* STATED TASK *
Transcribe every line of the records below verbatim, without any alteration.

[Boundary labeling items]
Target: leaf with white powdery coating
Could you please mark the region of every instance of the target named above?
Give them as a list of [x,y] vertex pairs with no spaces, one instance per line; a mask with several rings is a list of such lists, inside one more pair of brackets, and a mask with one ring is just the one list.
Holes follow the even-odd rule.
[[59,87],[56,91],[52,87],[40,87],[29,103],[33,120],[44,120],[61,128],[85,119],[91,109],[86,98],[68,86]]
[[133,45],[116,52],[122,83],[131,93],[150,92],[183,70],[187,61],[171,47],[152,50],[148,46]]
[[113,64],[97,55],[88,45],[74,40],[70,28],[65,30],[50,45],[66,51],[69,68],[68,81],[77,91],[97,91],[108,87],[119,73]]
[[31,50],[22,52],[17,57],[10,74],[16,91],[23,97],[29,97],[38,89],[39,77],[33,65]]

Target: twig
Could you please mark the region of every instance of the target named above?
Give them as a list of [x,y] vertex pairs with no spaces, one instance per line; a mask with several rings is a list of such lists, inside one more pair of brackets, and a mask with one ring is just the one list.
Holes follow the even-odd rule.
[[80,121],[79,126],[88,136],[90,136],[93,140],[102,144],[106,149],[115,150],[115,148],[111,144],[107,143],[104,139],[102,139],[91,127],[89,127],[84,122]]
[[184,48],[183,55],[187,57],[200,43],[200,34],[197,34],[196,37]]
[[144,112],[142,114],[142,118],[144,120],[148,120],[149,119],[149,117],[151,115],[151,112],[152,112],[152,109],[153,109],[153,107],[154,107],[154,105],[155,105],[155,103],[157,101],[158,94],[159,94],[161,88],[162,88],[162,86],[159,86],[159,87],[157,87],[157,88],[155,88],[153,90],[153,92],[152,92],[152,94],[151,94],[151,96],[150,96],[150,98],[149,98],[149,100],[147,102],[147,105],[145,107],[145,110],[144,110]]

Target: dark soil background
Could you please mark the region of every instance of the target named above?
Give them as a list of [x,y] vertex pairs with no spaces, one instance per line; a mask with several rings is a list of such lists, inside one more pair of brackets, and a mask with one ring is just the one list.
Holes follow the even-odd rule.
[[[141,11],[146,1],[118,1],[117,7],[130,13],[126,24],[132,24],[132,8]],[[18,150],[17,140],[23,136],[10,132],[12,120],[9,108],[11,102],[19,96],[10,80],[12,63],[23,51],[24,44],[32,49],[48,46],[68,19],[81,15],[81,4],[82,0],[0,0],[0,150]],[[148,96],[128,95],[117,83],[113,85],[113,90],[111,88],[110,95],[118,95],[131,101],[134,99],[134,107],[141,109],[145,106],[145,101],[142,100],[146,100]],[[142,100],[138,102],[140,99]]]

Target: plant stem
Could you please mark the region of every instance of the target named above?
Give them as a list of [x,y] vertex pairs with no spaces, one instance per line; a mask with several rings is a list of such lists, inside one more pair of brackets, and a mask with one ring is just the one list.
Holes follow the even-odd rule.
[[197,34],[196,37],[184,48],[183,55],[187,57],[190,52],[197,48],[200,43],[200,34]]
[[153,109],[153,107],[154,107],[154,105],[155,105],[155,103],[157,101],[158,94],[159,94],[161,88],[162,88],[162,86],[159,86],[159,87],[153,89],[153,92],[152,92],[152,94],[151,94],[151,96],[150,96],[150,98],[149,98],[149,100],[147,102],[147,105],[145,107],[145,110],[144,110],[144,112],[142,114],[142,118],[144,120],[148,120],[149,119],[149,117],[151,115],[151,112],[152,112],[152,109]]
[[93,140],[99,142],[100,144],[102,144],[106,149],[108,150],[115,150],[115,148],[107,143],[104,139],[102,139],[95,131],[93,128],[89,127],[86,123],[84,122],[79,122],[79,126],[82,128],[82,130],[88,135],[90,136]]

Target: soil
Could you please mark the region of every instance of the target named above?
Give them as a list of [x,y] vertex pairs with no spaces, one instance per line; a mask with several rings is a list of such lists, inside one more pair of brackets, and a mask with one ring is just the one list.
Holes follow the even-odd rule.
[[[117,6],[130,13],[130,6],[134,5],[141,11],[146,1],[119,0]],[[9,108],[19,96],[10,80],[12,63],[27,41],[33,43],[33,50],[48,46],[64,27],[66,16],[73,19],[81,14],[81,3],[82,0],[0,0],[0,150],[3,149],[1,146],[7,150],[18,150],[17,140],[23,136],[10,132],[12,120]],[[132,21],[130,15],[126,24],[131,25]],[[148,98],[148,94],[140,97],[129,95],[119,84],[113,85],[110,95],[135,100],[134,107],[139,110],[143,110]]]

* THE COMPLETED TASK *
Target: leaf with white powdery coating
Could you please mark the region of every instance of the target named above?
Give them as a list of [x,y] vertex pairs with no spaces, one instance per line; a mask with several rings is a list of such lists, inside one more pair of brackets, and a mask with one ring is just the one list.
Holes follow the even-odd rule.
[[59,87],[56,91],[52,87],[40,87],[29,103],[33,120],[44,120],[61,128],[85,119],[91,109],[86,98],[68,86]]
[[133,45],[116,52],[122,83],[131,93],[150,92],[183,70],[187,61],[171,47],[152,50],[148,46]]
[[113,64],[97,55],[88,45],[74,40],[70,28],[65,30],[50,45],[66,51],[69,68],[68,81],[77,91],[97,91],[108,87],[119,73]]
[[31,50],[22,52],[17,57],[10,74],[16,91],[23,97],[29,97],[38,89],[39,77],[33,65]]

Target: twig
Could you please mark the region of every instance of the target named above?
Give them as a list of [x,y] vertex pairs with no spaces, one instance per line; a mask with several rings is a list of such lists, inside one more pair of brackets, and a mask with one ring is just the one list.
Holes follow the even-odd rule.
[[80,121],[79,126],[88,136],[90,136],[93,140],[102,144],[106,149],[115,150],[115,148],[111,144],[107,143],[104,139],[102,139],[91,127],[89,127],[84,122]]
[[184,48],[183,55],[187,57],[200,43],[200,34],[197,34],[196,37]]
[[144,112],[142,114],[142,118],[144,120],[148,120],[149,119],[149,117],[151,115],[151,112],[152,112],[152,109],[153,109],[153,107],[154,107],[154,105],[155,105],[155,103],[157,101],[158,94],[159,94],[161,88],[162,88],[162,86],[159,86],[159,87],[157,87],[157,88],[155,88],[153,90],[153,92],[152,92],[152,94],[151,94],[151,96],[150,96],[150,98],[149,98],[149,100],[147,102],[147,105],[145,107],[145,110],[144,110]]

Target: dark soil background
Could you please mark the region of every instance of the target named above?
Give them as a list of [x,y] vertex pairs with no spaces, one instance per line; a mask with several rings is a list of such lists, inside one more pair of brackets, and a mask with one ring is just the one list.
Holes follow the even-odd rule.
[[[141,11],[146,1],[118,1],[117,7],[130,13],[126,24],[132,24],[132,8]],[[18,150],[17,140],[23,136],[10,132],[12,120],[9,108],[11,102],[19,96],[10,80],[12,63],[23,51],[24,44],[32,49],[48,46],[68,19],[81,15],[81,4],[82,0],[0,0],[0,150]],[[148,96],[128,95],[117,83],[113,85],[113,90],[111,88],[110,95],[118,95],[131,101],[134,99],[134,107],[141,109],[145,106],[145,101],[142,100],[146,100]],[[142,100],[138,102],[140,99]]]

Target: plant stem
Could you please mark the region of every instance of the target named above?
Give them as a list of [x,y] vertex pairs with no spaces, one instance per line; a mask with several rings is a list of such lists, inside one more pair of brackets, and a mask with one ring is just the one list.
Holes follow the even-odd rule.
[[197,34],[196,37],[184,48],[183,55],[187,57],[190,52],[197,48],[200,43],[200,34]]
[[153,109],[153,107],[154,107],[154,105],[155,105],[155,103],[157,101],[158,94],[159,94],[161,88],[162,88],[162,86],[159,86],[159,87],[153,89],[153,92],[152,92],[152,94],[151,94],[151,96],[150,96],[150,98],[149,98],[149,100],[147,102],[147,105],[145,107],[145,110],[144,110],[144,112],[142,114],[142,118],[144,120],[148,120],[149,119],[149,117],[151,115],[151,112],[152,112],[152,109]]
[[93,140],[99,142],[100,144],[102,144],[106,149],[108,150],[115,150],[115,148],[107,143],[104,139],[102,139],[95,131],[93,128],[89,127],[86,123],[84,122],[79,122],[79,126],[82,128],[82,130],[88,135],[90,136]]

Target: soil
Could you please mark the region of every instance of the target named above?
Give them as a list of [x,y] vertex pairs with no spaces, one instance per line; a mask with several rings is a list of such lists, inside one more pair of brackets, and a mask with one ring is just the one list.
Holes follow the even-odd rule.
[[[117,6],[130,13],[130,6],[134,5],[141,11],[146,1],[119,0]],[[9,108],[19,96],[10,80],[12,63],[27,41],[33,43],[33,50],[48,46],[64,27],[66,16],[73,19],[81,14],[81,3],[82,0],[0,0],[0,150],[3,149],[1,146],[7,150],[18,150],[17,140],[23,136],[10,132],[12,120]],[[132,21],[130,15],[126,24],[131,25]],[[148,98],[148,94],[140,97],[129,95],[119,84],[113,85],[110,95],[135,100],[134,107],[139,110],[143,110]]]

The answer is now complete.